## [Exercise goal]
Pictures do not belong in the copy, so please give every entry below again exactly.

start Data in this exercise

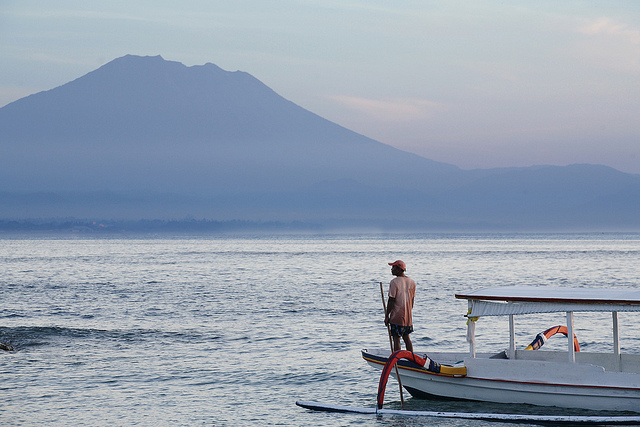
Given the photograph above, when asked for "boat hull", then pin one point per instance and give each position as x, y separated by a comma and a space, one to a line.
524, 381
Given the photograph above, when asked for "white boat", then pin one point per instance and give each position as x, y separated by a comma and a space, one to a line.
566, 378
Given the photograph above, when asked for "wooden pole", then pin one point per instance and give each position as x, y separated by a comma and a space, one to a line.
384, 304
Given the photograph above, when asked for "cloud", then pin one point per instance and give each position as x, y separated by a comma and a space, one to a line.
608, 27
399, 109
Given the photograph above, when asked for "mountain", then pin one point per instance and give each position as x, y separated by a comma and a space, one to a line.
149, 138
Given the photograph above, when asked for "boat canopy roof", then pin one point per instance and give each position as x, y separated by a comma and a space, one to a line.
501, 301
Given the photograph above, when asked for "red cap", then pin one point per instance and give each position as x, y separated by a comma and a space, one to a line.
400, 264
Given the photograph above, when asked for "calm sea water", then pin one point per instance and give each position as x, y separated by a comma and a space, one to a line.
233, 330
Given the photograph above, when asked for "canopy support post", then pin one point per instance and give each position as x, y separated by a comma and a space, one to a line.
572, 351
616, 339
512, 338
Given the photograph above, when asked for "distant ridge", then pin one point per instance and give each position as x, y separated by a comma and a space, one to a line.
142, 137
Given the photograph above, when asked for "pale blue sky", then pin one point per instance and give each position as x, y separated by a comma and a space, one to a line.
474, 83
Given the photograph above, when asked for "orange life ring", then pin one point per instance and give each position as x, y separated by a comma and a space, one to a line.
542, 337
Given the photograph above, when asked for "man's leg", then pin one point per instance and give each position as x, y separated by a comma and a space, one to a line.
407, 342
396, 343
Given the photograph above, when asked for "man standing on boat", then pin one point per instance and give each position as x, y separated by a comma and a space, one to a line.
402, 293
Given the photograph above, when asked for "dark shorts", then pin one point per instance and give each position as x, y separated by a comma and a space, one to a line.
400, 331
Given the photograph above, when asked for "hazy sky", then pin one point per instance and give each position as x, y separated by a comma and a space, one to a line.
474, 83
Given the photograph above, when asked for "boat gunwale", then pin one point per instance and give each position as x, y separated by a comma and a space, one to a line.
378, 360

end Data in this exercise

## [Completed exercise]
Given the photograph above, when asked for "boat hull", then pin one point per instance and give each position as x, y separated by a comma and a space, one to a line.
524, 381
Given the photograph above, when asked for "white boat", then pin one point per instance and give each position as x, y separated by a comma and a space, one to a line.
566, 378
Given the photograph above, when asked for "wooden pole", then pin one point per instance and give each position as x, y separated by a comma and a space, one to a line.
384, 304
Given the photograph above, when asked for "cloud", then pin one point per instance and give each position as x, y separated by a comma and a space, one to a line.
608, 27
399, 109
Given the photograph above, when asked for "mountain", then pin one point per instance and give each position as x, y separated by a comma and a space, one to a line.
149, 138
Given the photograph above, when asked for "boat canopy roof", then pin one point per instance and give each position as x, y separated by a comma and a space, one to a line.
501, 301
Given the photograph above, when asked for "red cap", then pin one point per instance and give each position as x, y separated by a comma and a space, one to a line.
400, 264
Given the photograph above, when asked for "calm sea water", then pin one point per instance and give each position as x, y separated by a comma and a space, one to a line.
233, 330
Given the photograph above, when asked for "canopy support post", then pin one point per instance and give each position as x, y separated by a comma and a space, one to a line.
572, 351
616, 339
512, 338
Given the photograph above, when asked for "distant ridge", then pin one point per instance and give each position as x, y separated by a comma and a space, one to a line.
142, 137
Given the photograph above, when asked for "pale blue sky", then pin one point per instance and give each position as x, y separated by a comma and a space, one to a line.
474, 83
Given the photograph above, when asked for "orange life ring", then pin one point per instance and give each position as x, y separated by a comma and a space, one to a line.
542, 337
Given the photograph above, when asked for "man's leg", then pin one point per instance and give each position as x, y separated by a comma and a space, one to a line.
407, 342
396, 343
Given the photograph above, when asked for "man standing on boat", then pin one point per instance and give each position as x, y separated by a comma and a space, one to a line.
402, 293
Given the photograph above, when asked for "dark shorts", then pin one point per instance and give each position as x, y separated by a comma and a space, one to a line.
400, 331
Given the photograph above, when asked for "hazy sky", then pin one point per instance and give each position as x, y separated by a comma and a space, one to a line.
474, 83
Given the photograph above, when asked for "boat gunwale", then pin one point per instance and give each position as x, y separated by a comma and a space, one to a line.
378, 360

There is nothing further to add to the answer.